* Start Document *
Although considering the audience is a foundational writing principle for all professional writers, this gem of a tenet has several facets. Knowing an audience can be different from understanding an audience, and understanding an audience can be different from caring for an audience—with each style having a remarkably different effect on the outcome of materials written. A customer-centric writing style takes on the challenge of caring for the audience. This means writers must not only put themselves in the shoes of their customers, but they must also become aware of their customers’ values, knowledge, and interests. It becomes less about knowing an audience to persuade them and more about knowing an audience to become a better steward of their customer experience. A company-customer relationship that focuses on the customer nurtures a reciprocal bond of loyalty—the company cares for the customer and the customer is devoted to the company. This way of thinking challenges professional writers to have an outside-in (customer-centric) approach instead of an inside-out (company-centered) approach to their audience.
* End Document *
* Start Listed records *
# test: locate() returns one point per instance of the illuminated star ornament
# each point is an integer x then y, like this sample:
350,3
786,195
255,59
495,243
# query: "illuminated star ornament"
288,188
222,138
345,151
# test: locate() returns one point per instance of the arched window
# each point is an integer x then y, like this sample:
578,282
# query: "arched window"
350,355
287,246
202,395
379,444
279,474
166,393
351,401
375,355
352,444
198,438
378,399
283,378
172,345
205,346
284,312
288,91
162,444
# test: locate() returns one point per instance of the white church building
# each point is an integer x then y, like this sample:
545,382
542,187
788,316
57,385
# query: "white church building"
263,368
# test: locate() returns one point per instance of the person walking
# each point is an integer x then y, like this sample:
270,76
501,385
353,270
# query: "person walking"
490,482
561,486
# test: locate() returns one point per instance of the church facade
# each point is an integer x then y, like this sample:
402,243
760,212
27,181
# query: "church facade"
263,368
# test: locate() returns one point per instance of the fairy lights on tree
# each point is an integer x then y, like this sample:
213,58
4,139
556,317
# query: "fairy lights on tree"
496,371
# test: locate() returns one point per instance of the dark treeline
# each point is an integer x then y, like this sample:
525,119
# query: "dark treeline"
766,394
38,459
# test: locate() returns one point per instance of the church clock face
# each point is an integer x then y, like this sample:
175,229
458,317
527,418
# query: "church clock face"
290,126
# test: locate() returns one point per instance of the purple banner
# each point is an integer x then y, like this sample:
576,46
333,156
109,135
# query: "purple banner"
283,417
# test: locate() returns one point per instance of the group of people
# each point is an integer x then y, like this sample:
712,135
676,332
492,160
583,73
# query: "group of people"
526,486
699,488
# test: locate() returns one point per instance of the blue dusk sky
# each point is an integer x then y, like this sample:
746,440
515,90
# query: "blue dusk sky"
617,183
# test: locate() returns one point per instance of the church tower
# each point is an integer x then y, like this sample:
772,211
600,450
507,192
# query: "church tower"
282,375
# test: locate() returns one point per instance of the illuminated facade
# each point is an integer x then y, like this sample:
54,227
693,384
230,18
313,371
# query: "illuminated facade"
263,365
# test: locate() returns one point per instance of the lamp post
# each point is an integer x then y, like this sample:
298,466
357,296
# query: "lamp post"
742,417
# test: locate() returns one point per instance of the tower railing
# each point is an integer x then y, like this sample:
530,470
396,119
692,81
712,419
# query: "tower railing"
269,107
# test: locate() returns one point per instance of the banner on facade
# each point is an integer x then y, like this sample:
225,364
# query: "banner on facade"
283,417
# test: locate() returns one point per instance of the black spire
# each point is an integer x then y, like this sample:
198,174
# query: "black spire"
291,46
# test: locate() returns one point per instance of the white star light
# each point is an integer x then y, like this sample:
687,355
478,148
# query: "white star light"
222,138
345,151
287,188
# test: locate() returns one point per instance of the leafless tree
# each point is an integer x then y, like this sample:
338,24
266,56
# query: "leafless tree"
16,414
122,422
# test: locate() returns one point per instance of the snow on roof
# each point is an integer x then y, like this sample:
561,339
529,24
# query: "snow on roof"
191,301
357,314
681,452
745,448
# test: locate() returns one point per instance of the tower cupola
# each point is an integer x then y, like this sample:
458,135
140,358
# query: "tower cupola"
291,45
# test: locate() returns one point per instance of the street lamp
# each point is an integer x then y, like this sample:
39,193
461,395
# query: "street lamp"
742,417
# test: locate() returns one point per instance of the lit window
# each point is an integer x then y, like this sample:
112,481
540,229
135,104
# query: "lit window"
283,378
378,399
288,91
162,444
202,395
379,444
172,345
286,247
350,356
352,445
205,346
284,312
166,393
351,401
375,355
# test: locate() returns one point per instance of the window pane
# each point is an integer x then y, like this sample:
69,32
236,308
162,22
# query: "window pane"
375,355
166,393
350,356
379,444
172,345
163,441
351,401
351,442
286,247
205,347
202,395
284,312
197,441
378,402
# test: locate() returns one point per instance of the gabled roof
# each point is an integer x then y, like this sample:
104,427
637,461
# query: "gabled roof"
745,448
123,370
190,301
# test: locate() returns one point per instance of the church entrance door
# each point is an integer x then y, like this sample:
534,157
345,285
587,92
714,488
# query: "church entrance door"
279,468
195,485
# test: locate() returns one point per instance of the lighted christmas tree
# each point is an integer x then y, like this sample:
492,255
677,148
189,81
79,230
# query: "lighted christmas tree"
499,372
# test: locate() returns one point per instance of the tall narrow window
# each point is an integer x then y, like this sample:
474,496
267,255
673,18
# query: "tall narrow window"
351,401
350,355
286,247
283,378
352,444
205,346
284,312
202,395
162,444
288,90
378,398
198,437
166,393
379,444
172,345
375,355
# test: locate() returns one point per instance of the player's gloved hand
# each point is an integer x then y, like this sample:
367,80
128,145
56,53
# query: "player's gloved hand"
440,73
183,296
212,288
* End Listed records *
■ What the task requires: Please reproduce the passage on customer-centric writing word for word, from its first sentence to its last.

■ Completed task:
Although considering the audience is a foundational writing principle for all professional writers, this gem of a tenet has several facets. Knowing an audience can be different from understanding an audience, and understanding an audience can be different from caring for an audience—with each style having a remarkably different effect on the outcome of materials written. A customer-centric writing style takes on the challenge of caring for the audience. This means writers must not only put themselves in the shoes of their customers, but they must also become aware of their customers’ values, knowledge, and interests. It becomes less about knowing an audience to persuade them and more about knowing an audience to become a better steward of their customer experience. A company-customer relationship that focuses on the customer nurtures a reciprocal bond of loyalty—the company cares for the customer and the customer is devoted to the company. This way of thinking challenges professional writers to have an outside-in (customer-centric) approach instead of an inside-out (company-centered) approach to their audience.